┌──

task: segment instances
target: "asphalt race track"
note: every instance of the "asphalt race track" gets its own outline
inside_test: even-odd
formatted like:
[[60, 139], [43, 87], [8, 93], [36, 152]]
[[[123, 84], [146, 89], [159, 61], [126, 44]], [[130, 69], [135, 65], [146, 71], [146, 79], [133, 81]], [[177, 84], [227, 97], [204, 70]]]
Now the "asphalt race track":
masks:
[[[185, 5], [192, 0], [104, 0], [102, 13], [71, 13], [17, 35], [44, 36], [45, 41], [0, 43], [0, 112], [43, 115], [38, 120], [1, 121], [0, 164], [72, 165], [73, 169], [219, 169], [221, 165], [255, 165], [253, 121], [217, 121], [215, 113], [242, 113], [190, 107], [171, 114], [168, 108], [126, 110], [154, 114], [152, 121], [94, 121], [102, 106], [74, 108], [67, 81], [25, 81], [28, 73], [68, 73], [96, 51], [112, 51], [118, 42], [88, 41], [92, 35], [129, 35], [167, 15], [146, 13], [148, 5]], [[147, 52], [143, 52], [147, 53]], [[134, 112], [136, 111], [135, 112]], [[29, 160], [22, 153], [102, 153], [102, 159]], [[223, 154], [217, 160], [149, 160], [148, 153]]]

└──

__WRITTEN REQUEST__
Could you copy out every one of the rows above word for word, without changing anything?

__RESULT OF THE TASK__
task: segment instances
target: "asphalt race track"
note: every instance of the "asphalt race track" gets its own outline
inside_test: even-odd
formatted like:
[[60, 139], [43, 87], [8, 93], [36, 152]]
[[[123, 84], [146, 89], [159, 61], [126, 44]], [[130, 69], [135, 65], [146, 71], [146, 79], [133, 81]], [[177, 84], [227, 97], [204, 70]]]
Now the "asphalt race track":
masks:
[[[185, 5], [192, 0], [104, 0], [102, 13], [71, 13], [17, 35], [44, 36], [45, 41], [0, 43], [0, 112], [43, 115], [38, 120], [1, 121], [0, 164], [72, 165], [73, 169], [219, 169], [221, 165], [255, 165], [253, 121], [217, 121], [215, 113], [242, 113], [190, 107], [171, 114], [168, 108], [126, 110], [154, 114], [152, 121], [94, 121], [102, 106], [74, 108], [67, 81], [25, 81], [28, 73], [68, 73], [96, 51], [112, 51], [118, 42], [88, 41], [92, 35], [129, 35], [167, 15], [146, 13], [148, 5]], [[147, 52], [143, 52], [147, 53]], [[134, 112], [136, 111], [135, 112]], [[29, 160], [22, 153], [102, 153], [102, 159]], [[223, 154], [217, 160], [149, 160], [148, 153]]]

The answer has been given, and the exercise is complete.